◆ **What you will do**:
In this material, which lines include the string "shrub"? Show them.

(Data extracts)

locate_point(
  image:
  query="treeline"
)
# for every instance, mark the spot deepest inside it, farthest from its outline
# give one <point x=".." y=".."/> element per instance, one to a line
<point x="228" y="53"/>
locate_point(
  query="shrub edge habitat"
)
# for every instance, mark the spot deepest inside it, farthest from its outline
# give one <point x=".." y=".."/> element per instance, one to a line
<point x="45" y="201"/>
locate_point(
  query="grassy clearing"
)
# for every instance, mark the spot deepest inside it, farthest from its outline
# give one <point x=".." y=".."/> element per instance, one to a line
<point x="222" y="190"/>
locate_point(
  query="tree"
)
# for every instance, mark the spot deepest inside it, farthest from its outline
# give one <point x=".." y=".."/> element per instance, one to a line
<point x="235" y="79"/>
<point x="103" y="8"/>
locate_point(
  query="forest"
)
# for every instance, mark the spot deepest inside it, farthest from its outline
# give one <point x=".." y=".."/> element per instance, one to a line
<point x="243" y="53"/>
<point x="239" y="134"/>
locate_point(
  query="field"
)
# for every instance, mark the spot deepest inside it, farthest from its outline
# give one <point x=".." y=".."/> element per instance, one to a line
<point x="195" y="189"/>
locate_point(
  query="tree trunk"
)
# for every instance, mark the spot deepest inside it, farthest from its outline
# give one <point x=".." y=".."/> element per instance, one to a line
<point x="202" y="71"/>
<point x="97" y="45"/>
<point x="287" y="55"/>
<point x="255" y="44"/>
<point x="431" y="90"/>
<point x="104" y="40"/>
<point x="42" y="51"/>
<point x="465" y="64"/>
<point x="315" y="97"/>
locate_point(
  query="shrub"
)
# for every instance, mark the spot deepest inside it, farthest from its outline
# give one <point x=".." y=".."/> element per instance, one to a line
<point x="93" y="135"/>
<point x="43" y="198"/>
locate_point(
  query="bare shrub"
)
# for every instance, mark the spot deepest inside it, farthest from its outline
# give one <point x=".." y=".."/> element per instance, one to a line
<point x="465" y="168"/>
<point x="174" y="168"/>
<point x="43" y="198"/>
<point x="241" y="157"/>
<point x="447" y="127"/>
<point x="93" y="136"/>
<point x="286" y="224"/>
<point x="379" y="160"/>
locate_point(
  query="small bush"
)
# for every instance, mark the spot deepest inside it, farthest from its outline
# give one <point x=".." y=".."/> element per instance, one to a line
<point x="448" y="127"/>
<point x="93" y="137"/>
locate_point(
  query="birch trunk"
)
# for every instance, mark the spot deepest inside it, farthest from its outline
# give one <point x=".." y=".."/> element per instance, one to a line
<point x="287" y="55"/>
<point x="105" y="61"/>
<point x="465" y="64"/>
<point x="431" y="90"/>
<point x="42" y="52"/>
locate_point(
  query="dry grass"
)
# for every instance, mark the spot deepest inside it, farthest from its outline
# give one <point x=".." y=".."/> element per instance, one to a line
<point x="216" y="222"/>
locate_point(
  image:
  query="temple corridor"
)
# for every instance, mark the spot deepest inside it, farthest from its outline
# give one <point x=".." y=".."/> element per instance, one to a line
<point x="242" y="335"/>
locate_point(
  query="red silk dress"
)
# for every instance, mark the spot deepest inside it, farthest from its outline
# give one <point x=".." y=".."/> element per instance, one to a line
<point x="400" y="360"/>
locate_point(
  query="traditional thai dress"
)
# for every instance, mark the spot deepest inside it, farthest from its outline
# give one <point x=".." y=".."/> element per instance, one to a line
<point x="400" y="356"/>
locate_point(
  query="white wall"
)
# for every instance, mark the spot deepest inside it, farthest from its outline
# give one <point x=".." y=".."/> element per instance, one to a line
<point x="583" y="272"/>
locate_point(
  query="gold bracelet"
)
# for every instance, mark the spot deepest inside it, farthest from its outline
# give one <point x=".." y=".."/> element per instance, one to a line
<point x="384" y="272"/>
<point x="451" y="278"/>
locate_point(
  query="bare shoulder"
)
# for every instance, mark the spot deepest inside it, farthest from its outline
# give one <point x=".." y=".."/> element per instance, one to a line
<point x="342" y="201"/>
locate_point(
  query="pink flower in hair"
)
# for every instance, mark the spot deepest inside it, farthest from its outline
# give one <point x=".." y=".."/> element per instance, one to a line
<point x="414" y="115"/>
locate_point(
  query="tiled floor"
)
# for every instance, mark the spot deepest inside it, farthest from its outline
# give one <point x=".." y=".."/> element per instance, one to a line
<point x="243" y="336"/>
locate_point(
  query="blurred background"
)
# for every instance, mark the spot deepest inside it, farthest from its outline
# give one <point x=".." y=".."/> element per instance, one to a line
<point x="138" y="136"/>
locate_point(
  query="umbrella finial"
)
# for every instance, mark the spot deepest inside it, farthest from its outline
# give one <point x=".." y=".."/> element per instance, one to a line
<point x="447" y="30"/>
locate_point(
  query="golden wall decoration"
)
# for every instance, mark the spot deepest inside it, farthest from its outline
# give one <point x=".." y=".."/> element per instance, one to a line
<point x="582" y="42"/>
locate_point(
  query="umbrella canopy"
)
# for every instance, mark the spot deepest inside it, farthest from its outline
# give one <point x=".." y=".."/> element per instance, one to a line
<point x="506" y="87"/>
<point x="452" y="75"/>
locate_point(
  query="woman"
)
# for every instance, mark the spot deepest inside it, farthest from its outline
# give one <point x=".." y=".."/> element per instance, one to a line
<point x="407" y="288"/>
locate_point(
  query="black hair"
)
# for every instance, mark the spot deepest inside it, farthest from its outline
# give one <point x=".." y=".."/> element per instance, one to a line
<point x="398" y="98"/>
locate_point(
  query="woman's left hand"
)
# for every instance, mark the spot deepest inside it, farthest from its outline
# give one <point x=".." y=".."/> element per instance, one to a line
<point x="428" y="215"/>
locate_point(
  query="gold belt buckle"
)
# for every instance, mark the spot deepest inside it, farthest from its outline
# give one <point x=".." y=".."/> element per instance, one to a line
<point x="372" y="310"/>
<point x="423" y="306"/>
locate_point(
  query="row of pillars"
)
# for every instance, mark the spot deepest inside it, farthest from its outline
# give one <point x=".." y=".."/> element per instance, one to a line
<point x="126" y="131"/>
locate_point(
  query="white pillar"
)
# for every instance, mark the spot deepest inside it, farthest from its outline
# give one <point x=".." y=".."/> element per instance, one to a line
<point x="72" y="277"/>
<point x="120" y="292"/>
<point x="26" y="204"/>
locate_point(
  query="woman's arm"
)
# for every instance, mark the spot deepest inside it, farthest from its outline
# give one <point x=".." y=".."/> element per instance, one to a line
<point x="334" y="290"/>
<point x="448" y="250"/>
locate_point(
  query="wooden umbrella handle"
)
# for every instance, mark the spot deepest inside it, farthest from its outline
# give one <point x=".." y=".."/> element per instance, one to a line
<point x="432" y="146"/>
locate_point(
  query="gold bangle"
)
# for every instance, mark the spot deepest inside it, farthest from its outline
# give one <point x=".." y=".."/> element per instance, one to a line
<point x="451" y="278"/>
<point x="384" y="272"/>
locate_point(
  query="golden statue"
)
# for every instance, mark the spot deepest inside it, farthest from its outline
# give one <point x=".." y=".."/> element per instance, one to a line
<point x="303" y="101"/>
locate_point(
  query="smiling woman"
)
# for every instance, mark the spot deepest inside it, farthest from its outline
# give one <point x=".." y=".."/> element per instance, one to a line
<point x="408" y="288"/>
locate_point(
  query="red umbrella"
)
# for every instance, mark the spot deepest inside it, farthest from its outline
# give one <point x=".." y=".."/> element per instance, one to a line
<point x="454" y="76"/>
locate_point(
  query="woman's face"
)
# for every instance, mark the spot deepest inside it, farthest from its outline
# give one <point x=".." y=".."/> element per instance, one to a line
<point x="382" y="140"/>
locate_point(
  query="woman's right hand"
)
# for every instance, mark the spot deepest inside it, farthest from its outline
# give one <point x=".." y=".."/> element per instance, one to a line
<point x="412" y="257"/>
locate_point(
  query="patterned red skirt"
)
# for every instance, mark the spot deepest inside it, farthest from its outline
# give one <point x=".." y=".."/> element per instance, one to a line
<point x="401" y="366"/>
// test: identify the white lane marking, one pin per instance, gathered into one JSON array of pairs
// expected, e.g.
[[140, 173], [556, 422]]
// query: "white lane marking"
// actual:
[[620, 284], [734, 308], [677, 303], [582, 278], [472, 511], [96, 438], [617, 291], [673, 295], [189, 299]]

(End Data extracts)

◆ **Result of this exercise**:
  query="shrub edge habitat"
  query="shrub"
  query="bare shrub"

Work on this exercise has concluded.